→ Written instruction 1:
Write out the court decision below word for word, reproducing the whole text.

→ Extract:
United States District Court, E.D. Wisconsin

May 20, 2019

COLLIN DAHL, et al., Plaintiffs,
v.
BARBARA J. KELLER, et al., Defendants.

          DECISION AND ORDER ON THE DEFENDANTS' MOTIONS TO DISMISS

          WILLIAM E. DUFFIN, U.S. MAGISTRATE JUDGE

         1. Background

         A small single-engine aircraft crashed on September 18, 2016, in Door County, Wisconsin. Killed in the crash were the pilot, Ralph L. Keller, and a passenger, sixteen-year-old Olivia Dahl. Olivia's estate and her parents, Collin and Jennifer Dahl, initiated this lawsuit in Milwaukee County Circuit Court. The defendants timely removed it to federal court. Two of the defendants, Barbara J. Keller, who is the widow of the pilot, and a trust she controls, The Barbara J. Keller Trust, have moved to dismiss the plaintiffs' amended complaint.

         2. Motion to Dismiss Under Rule 12(b)(2)

         Barbara argues that she lacks sufficient contacts with Wisconsin to subject her to the state's personal jurisdiction. She contends that, contrary to what is alleged in the complaint, she is domiciled in Illinois, not Wisconsin-a fact about which there is no dispute. The court addressed this fact previously as part of its inquiry into whether complete diversity of citizenship existed. (ECF No. 49.) If Barbara were domiciled in Wisconsin, as the amended complaint alleges, complete diversity of citizenship would not exist and the court would lack subject matter jurisdiction. See 28 U.S.C. § 1332(a)(1). But while domicile is determinative of citizenship for diversity purposes, personal jurisdiction may be established through means other than domicile.

→ Raw records:
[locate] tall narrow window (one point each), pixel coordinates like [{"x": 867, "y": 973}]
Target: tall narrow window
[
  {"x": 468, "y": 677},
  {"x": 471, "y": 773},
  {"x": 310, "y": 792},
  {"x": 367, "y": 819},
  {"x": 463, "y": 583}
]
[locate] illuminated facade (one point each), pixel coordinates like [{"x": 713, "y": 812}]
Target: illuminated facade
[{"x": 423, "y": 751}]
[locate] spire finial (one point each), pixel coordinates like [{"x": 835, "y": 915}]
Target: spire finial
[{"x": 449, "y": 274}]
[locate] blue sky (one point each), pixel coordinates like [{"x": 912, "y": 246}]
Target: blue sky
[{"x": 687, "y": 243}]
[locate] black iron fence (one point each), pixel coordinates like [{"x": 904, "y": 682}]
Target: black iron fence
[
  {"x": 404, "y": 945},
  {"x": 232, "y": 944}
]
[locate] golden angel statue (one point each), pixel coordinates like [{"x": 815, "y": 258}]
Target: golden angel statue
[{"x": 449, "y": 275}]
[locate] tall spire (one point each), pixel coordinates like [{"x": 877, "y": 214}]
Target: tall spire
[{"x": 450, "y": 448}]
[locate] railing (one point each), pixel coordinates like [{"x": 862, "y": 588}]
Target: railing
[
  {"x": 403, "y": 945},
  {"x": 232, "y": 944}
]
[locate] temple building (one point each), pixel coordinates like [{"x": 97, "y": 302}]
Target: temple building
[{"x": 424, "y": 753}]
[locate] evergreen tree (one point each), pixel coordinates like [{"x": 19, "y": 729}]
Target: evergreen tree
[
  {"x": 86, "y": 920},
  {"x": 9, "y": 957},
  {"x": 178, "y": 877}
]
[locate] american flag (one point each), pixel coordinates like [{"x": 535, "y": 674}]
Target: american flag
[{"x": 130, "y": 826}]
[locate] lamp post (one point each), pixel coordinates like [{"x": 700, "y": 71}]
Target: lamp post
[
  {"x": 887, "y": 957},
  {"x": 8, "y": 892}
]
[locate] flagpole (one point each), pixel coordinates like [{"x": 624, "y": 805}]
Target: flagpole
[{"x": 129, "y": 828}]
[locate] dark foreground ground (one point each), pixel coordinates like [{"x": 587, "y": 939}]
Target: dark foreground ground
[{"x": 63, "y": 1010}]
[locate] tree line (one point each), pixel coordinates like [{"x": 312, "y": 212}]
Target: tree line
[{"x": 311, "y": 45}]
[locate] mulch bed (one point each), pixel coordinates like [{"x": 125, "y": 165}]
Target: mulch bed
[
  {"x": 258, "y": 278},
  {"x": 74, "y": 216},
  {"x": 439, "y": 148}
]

→ Written instruction 2:
Count the lines in the rows above that contain the string "facade", matching case exactly, and reply with the number alone.

→ Problem solution 1:
United States District Court, E.D. Wisconsin

May 20, 2019

COLLIN DAHL, et al., Plaintiffs,
v.
BARBARA J. KELLER, et al., Defendants.

          DECISION AND ORDER ON THE DEFENDANTS' MOTIONS TO DISMISS

          WILLIAM E. DUFFIN, U.S. MAGISTRATE JUDGE

         1. Background

         A small single-engine aircraft crashed on September 18, 2016, in Door County, Wisconsin. Killed in the crash were the pilot, Ralph L. Keller, and a passenger, sixteen-year-old Olivia Dahl. Olivia's estate and her parents, Collin and Jennifer Dahl, initiated this lawsuit in Milwaukee County Circuit Court. The defendants timely removed it to federal court. Two of the defendants, Barbara J. Keller, who is the widow of the pilot, and a trust she controls, The Barbara J. Keller Trust, have moved to dismiss the plaintiffs' amended complaint.

         2. Motion to Dismiss Under Rule 12(b)(2)

         Barbara argues that she lacks sufficient contacts with Wisconsin to subject her to the state's personal jurisdiction. She contends that, contrary to what is alleged in the complaint, she is domiciled in Illinois, not Wisconsin-a fact about which there is no dispute. The court addressed this fact previously as part of its inquiry into whether complete diversity of citizenship existed. (ECF No. 49.) If Barbara were domiciled in Wisconsin, as the amended complaint alleges, complete diversity of citizenship would not exist and the court would lack subject matter jurisdiction. See 28 U.S.C. § 1332(a)(1). But while domicile is determinative of citizenship for diversity purposes, personal jurisdiction may be established through means other than domicile.

→ Problem solution 2:
2